**Document passage:**
☆ ☆ ☆ ☆
As I promised earlier from our Canadian Thanksgiving celebration post, here are some recipes to share with those of you celebrating American Thanksgiving soon. And before you go oohing and ahhing over my lovely food photographs, they’re a flicker specialty today since I didn’t think to take any pics of the Thanksgiving dishes (besides the yummy desserts courtesy of Grandma) during our family gathering.
The first recipe I’ll share is from the Canadian Living Christmas Book, and is a tried and true Roast Turkey with Nutty Stuffing recipe we’ve been doing for years. And I’ll give credit where it’s due…hubby likes to put this one together. You can find the recipe here.
The next recipe to share is also found in the Canadian Living Christmas Book, and always a hit in our household. It’s called Make-Ahead Mashed Potato Casserole. Online versions are slightly different from my ancient cookbook, so I’ll just go ahead and share our version from the old book (but that doesn’t mean you can’t go ahead and look up what their altered version offers).
Make Ahead Mashed Potato Casserole
1/2 lb(250g) cream cheese
1/4 (50ml) butter
1 C (250 ml) chopped green onions
1 C (250 ml) sour cream
1/2 C (125ml) minced fresh parsley
Pinch of marjoram
Salt and Pepper
1/2 C (125ml) coarse fresh bread crumbs
–Cook potatoes for 20 mins or until tender but not mushy. Drain and let cool slightly; peel.
-With potato masher, mash until smooth; blend in cream cheese and butter until melted. Mix in onions, sour cream parsley, marjoram, and salt and pepper to taste.
-Transfer to 8-inch (2 L) baking dish; smooth top. Sprinkle with crumbs. (Casserole can be prepared to this point, covered and refrigerated for up to 2 days or frozen for up to 1 week. Let thaw in refrigerator for 24 hrs. Add 10 minutes to baking time)
-Bake in 400 F oven (200C) for 20 mins or untile heated through and top is lightly golden. Makes about 10 servings.
Next in line is a recipe courtesy of my sister. We had a squash dish in mind but realized not too many of our kiddos favour this vegetable that much. So she sided with a sweet potato dish instead. You won’t be disappointed! Here it is:
Sweet Potato Bake with Crispy Garlic Topping
2 lbs (1 kg) (about 2 large) sweet potatoes
4 oz (125 g) cream cheese, softened
2 Tbsp all purpose flour
1 tsp dried basil
¼ tsp each, salt & pepper
1 ¼ cups milk
1 ½ cups fresh whole wheat bread crumbs
2 cloves garlic, minced
¼ tsp dried basil
2 Tbsp butter, melted
Preheat over to 375F (190C). Butter a 13×9 inch glass baking dish.
☆ ☆ ☆ ☆
[Position identification records]
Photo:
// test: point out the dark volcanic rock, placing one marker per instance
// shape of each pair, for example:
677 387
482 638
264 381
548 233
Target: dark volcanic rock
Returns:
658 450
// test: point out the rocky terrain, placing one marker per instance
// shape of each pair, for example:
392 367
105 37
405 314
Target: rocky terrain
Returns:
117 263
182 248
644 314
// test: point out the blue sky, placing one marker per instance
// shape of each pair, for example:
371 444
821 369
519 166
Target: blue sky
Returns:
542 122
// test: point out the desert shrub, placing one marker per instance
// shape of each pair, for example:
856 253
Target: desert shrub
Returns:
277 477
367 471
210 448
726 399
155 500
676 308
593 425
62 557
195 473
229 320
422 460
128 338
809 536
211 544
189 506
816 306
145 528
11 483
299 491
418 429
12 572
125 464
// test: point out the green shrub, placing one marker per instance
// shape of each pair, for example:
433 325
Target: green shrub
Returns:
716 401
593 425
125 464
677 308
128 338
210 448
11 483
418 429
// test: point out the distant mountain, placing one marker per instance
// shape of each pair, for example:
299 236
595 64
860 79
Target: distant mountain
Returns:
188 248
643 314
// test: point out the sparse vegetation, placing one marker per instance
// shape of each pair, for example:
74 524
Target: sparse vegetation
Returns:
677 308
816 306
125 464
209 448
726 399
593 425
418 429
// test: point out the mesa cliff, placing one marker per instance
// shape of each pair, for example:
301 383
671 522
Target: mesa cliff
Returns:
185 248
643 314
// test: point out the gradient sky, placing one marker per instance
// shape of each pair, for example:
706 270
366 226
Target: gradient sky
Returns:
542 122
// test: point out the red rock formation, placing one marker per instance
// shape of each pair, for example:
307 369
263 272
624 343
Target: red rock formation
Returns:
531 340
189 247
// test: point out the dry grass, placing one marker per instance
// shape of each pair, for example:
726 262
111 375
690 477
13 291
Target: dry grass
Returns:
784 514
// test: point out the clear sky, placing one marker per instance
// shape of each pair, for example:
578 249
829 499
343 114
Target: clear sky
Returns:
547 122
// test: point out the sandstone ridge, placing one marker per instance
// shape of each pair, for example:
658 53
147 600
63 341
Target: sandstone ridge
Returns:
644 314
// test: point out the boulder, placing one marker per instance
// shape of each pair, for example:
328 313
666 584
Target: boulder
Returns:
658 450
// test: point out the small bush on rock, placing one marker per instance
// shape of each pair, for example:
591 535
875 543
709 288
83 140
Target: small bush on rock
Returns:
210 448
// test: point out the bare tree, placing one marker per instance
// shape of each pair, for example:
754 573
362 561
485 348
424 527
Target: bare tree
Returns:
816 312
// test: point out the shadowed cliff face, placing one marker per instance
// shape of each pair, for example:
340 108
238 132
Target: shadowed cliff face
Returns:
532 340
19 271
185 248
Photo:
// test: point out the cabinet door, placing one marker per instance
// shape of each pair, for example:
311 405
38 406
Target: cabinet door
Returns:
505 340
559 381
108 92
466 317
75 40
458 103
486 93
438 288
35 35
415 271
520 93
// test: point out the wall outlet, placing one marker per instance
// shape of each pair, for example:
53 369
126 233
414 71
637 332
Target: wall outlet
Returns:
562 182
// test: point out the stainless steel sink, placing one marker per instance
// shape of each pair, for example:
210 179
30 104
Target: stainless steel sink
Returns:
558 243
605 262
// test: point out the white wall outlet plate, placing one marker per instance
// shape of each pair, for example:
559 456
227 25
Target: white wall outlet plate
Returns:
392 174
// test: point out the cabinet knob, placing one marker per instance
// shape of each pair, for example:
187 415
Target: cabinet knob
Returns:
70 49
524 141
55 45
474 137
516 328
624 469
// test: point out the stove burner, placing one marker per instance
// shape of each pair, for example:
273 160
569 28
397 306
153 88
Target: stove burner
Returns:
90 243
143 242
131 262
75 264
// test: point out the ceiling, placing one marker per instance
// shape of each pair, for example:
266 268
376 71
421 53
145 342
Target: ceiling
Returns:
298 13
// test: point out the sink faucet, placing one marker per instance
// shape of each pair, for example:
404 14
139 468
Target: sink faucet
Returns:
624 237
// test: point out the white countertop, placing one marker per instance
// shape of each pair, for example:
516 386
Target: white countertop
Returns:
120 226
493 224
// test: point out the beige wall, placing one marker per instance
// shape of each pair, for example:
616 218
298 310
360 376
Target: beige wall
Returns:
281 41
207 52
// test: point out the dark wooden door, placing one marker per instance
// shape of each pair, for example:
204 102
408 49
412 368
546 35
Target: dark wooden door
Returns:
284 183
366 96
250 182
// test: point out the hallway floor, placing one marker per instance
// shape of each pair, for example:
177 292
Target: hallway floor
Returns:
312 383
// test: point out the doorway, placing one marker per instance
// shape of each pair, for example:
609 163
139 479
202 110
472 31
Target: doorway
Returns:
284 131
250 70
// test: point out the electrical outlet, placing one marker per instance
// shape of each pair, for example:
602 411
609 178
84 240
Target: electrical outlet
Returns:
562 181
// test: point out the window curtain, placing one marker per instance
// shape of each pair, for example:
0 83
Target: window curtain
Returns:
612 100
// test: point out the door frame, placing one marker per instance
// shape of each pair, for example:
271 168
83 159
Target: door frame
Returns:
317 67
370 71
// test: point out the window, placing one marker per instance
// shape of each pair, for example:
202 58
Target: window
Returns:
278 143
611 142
☆ ☆ ☆ ☆
**Tasks for this exercise:**
#1 Output the recipe post's text exactly, starting at "Make Ahead Mashed" and ending at "to baking time)".
#2 Return the records exactly, starting at the line that contains "curtain, placing one marker per instance" and ending at the end of the records.

**Answers in order:**
#1
Make Ahead Mashed Potato Casserole
1/2 lb(250g) cream cheese
1/4 (50ml) butter
1 C (250 ml) chopped green onions
1 C (250 ml) sour cream
1/2 C (125ml) minced fresh parsley
Pinch of marjoram
Salt and Pepper
1/2 C (125ml) coarse fresh bread crumbs
–Cook potatoes for 20 mins or until tender but not mushy. Drain and let cool slightly; peel.
-With potato masher, mash until smooth; blend in cream cheese and butter until melted. Mix in onions, sour cream parsley, marjoram, and salt and pepper to taste.
-Transfer to 8-inch (2 L) baking dish; smooth top. Sprinkle with crumbs. (Casserole can be prepared to this point, covered and refrigerated for up to 2 days or frozen for up to 1 week. Let thaw in refrigerator for 24 hrs. Add 10 minutes to baking time)

#2
// test: point out the window curtain, placing one marker per instance
// shape of each pair, for example:
0 83
Target: window curtain
Returns:
612 100
// test: point out the door frame, placing one marker per instance
// shape of each pair, for example:
271 168
83 159
Target: door frame
Returns:
317 67
370 71
// test: point out the window, placing one marker per instance
// shape of each pair, for example:
202 58
Target: window
Returns:
278 143
611 142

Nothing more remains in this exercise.